McCloskey: I’m an egalitarian, and I take it you are too. I believe that everyone is equal. I believed it when I was a Marxist—it’s why I was a Marxist—and I believe it now that I’m a non-Marxist. So I think a good society is one in which we’re equal. But then the question is what you mean by equal. The first wave of liberalism, I claim, and try to show, was equality of permission alone. It wasn’t subsidies for poor people, or government projects on a massive scale, and so forth. That wasn’t the appeal. That’s not what the revolutionaries of 1776 in the United States and 1789 in France were thinking of. That’s not what they wanted. You could say it in a kind of crude way: they wanted to be left alone. But that doesn’t mean nasty, extreme individualism where I only care about myself—that’s Donald Trump. No, it’s that they didn’t want kings and husbands to rule over them.
But there’s a second wave of liberalism after 1848, particularly in Europe, and it’s well illustrated by the personal history of John Stuart Mill, who in 1848 is a liberal of the sort I admire, this first kind, this equality of permission. But then he becomes, under the influence of his female friend and eventually his wife, more socialist. So it happens, in the middle of the nineteenth century, in Britain and also in the United States and France and everywhere else, that a statist version of equality comes to the fore. If you had to have a motto for the eighteenth century—I call it primary liberalism—it would be “no involuntary masters.” And if you had to have a motto for the second kind, socialism and the so-called new liberalism, which are both still alive in the world, the bumper sticker would be “no deserving poor.” The only way you can achieve the new deserving poor, according to the nineteenth century theorists, was to involve the state, to expand the state, to redistribute from you to me.
Whereas I claim, and I’ve been claiming for a while, that the first kind, the equality of permission—such as you see in China in the economy and not in politics—leads to enrichment, and leads to equality of important abilities. You have a roof over your head, you have some education, you’re not starving. So the equality that the mid-nineteenth century so-called liberals advocated is in fact achieved in a free society.
Mounk: I think this distinction between the two different notions of equality is very helpful. I also wonder whether in a lot of political debates, people’s instincts lie somewhere in between, or the distinction between which of these notions is actually at stake is not quite as clear as it might be. I found it striking that you describe the later John Stuart Mill as sympathetic to socialism. Certainly he writes a very interesting essay called, I think, Chapters on Socialism, or something like that. But it’s not clear to me that that essay goes all the way into the second camp, and the point here is not a disagreement about Mill, but I think it says something broader that is interesting.

***

### [Task]
According to McCloskey in the conversation on liberalism and equality, why does the first-wave revolutionaries' wish "to be left alone" not amount to extreme individualism? The listing that follows comes from a different source than the conversation above.

***

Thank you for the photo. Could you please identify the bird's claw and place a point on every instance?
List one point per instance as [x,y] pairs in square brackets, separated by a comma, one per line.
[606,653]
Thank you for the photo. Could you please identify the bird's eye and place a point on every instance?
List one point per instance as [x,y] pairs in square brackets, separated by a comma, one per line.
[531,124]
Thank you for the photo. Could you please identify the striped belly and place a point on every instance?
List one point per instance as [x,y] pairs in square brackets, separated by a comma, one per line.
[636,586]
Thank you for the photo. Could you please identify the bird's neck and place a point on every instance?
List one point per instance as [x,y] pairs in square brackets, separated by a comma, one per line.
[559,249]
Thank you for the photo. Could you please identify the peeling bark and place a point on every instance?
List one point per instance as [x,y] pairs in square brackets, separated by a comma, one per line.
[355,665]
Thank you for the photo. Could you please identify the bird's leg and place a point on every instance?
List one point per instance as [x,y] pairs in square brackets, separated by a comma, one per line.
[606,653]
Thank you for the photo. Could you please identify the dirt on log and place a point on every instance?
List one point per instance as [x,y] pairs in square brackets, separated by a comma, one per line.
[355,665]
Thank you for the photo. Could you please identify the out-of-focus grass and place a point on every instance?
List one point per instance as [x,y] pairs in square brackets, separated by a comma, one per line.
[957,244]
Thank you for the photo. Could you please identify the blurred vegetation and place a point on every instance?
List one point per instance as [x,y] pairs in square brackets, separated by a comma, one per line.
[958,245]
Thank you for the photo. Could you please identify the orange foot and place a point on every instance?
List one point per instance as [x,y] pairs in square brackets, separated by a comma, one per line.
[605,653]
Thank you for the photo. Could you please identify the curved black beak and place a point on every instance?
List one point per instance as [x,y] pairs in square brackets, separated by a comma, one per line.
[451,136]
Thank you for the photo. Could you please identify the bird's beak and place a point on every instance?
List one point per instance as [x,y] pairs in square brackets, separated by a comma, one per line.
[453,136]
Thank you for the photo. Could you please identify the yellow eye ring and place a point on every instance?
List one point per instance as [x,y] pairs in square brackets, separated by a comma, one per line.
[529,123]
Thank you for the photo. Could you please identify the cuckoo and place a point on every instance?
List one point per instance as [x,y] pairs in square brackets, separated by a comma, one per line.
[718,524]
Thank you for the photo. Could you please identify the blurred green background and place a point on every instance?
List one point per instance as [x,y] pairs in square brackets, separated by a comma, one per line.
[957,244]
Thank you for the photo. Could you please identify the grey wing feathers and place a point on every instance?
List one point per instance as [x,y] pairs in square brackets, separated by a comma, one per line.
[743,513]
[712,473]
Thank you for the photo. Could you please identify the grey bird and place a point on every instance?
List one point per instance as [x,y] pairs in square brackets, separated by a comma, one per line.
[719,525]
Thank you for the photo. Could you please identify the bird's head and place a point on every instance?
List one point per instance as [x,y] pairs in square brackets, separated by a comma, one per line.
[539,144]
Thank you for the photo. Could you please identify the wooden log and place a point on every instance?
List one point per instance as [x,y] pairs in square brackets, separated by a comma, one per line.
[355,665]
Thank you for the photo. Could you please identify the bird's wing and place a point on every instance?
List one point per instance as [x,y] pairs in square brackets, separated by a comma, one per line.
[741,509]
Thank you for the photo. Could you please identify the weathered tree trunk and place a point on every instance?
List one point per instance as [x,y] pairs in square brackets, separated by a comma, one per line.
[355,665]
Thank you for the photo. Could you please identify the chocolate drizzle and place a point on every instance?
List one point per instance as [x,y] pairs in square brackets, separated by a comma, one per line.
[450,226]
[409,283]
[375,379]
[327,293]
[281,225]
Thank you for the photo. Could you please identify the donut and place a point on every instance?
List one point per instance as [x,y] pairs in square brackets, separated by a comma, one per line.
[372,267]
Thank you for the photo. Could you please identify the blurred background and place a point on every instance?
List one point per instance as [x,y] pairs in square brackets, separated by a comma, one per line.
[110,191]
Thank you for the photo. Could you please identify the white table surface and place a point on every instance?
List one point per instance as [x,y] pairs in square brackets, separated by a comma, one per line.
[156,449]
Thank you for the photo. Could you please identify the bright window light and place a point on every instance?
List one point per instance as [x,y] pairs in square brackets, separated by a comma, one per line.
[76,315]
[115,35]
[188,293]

***

### [Response below]
It was not an attitude of caring only about oneself. It meant that they did not want kings and husbands to rule over them, which fits the first wave's idea of equality of permission alone.